He said, “Zionist colonization must either stop, or else proceed regardless of the native population. Which means that it can proceed and develop only under the protection of a power that is independent of the native population – behind an iron wall, which the native population cannot breach.”

Benzion Netanyahu, the current prime minister, Benjamin Netanyahu’s father, was Jabotinsky’s disciple and private secretary. The elder Netanyahu said as recently as 2009 that the Arabs’ existence “is one of perpetual war” and said that Israel should beat back any hint of Palestinian nationalism with the threat of “enormous suffering.”

It is clear that potentially Benjamin may not ask, why is this violence happening for so long when we continue to do what is supposed to be working? Maybe if he did, he felt that it would be impossible to overcome the Palestinian’s anger for having their land taken from them to create Israel, based on what he would have done if he had been in their shoes.

Another interesting quote from Jabotinsky’s “Iron Wall” is “We all demand that there should be an iron wall. Yet we keep spoiling our own case, by talking about “agreement” which means telling the Mandatory Government that the important thing is not the iron wall, but discussions. Empty rhetoric of this kind is dangerous. And that is why it is not only a pleasure but a duty to discredit it and to demonstrate that it is both fantastic and dishonest.”

Here Jabotinsky seems to be saying that negotiation and balance in the situation is a dream and a lie; cooperation cannot be achieved, so all that is possible is the “Iron Wall” to protect the Jewish homeland of Israel. Could this all be anchored on their belief of what they would do if they were in the Arab’s place or on some other false belief, perhaps that mutual respect creates vulnerability?

I thought then about a documentary, “Jaffa – The Orange’s Clockwork,” about the Jaffa orange production in Palestine that was started by the Arabs and then cultivated collaboratively by Arabs and Israelis working together.

According to Wikipedia, “Jewish immigrants to Palestine adopted the Jaffa orange variety from Arab farmers. Partnerships in growing and exporting these oranges was an example of Arab-Jewish cooperation despite rising political tensions.

“By 1939, Jewish and Arab orange orchards in Palestine covered 75,000 acres (300 km2), employed over 100,000 workers, and their produce was a primary export. During World War II (1939–1945) citrus-growing declined, but recovered after the war with the vigorous assistance of the British Mandate authorities.”

▶ **Supplied information**
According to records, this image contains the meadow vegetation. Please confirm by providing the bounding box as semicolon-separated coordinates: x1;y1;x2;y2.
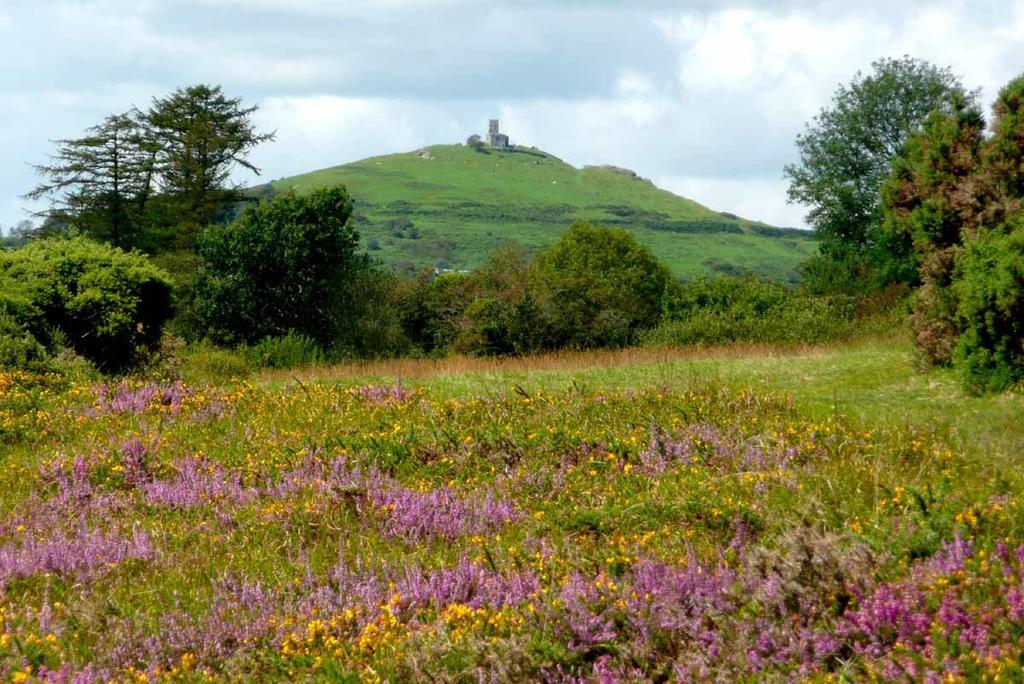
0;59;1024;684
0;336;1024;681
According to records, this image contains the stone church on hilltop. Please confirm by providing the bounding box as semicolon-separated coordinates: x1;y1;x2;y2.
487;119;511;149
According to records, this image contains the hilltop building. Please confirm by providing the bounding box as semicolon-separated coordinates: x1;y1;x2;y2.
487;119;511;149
...
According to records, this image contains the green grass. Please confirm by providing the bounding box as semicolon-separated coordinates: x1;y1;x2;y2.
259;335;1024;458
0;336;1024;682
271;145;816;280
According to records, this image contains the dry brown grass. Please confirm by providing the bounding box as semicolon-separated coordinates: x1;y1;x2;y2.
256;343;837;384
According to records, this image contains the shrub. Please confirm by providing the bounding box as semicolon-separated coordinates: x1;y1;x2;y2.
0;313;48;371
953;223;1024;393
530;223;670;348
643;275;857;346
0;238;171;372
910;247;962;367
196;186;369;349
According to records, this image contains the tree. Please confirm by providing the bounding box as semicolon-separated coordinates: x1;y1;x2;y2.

▶ **Task requirements**
**1)** Render this sentence from the essay on Jabotinsky's Iron Wall into French: "During World War II (1939–1945) citrus-growing declined, but recovered after the war with the vigorous assistance of the British Mandate authorities."
**2)** Carry on the essay on Jabotinsky's Iron Wall, beginning after its final sentence on the postwar recovery of citrus-growing.

▶ **Answers to each task**
**1)** Pendant la Seconde Guerre mondiale (1939–1945), la culture des agrumes a décliné, mais elle a repris après la guerre grâce à l'aide vigoureuse des autorités du Mandat britannique.

**2)**
“Jaffa oranges are harvested in Israel between November and March, with the marketing season beginning in September and extending through until April. More than half the annual crop is exported, and Israel is a main provider of other citrus fruits to the European Union.”

The Jaffa orange groves were a sign of success of cooperation post the writing of the “Iron Wall.”

Currently, more attention is paid towards the failures that include rockets in Israel and destruction of Arab society in Palestine through warlike activities potentially based on the “Iron Wall” thinking and isolation of Israeli society with the premise that the wall will keep them safe and force the Palestinians into submission with the threat of “enormous suffering.”

What if the solution was found in the exact opposite tactic, one of cooperation to produce success for both sides, like that of the Jaffa orange?

According to the Hope Simpson Royal Commission Report of 1930, “The cultivation of the orange, introduced by the Arabs before the commencement of Jewish settlement, has developed to a very great extent in consequence of that settlement. There is no doubt that the pitch of perfection to which the technique of plantation and cultivation of the orange and grape-fruit have been brought in Palestine is due to the scientific methods of the Jewish agriculturist.”

Therefore, maybe after over sixty years of conflict, the government of Israel should consider former President Ronald Reagan’s famous line, “Tear down this wall,” in their mindset. and try a new, more positively based strategy. Then, maybe we will see a better headline like “Jewish Agriculturalist and Arab Products Create Perfection with Orange,” rather than “Children Terrified and Burnt to Death in Israeli-Palestinian Conflict.”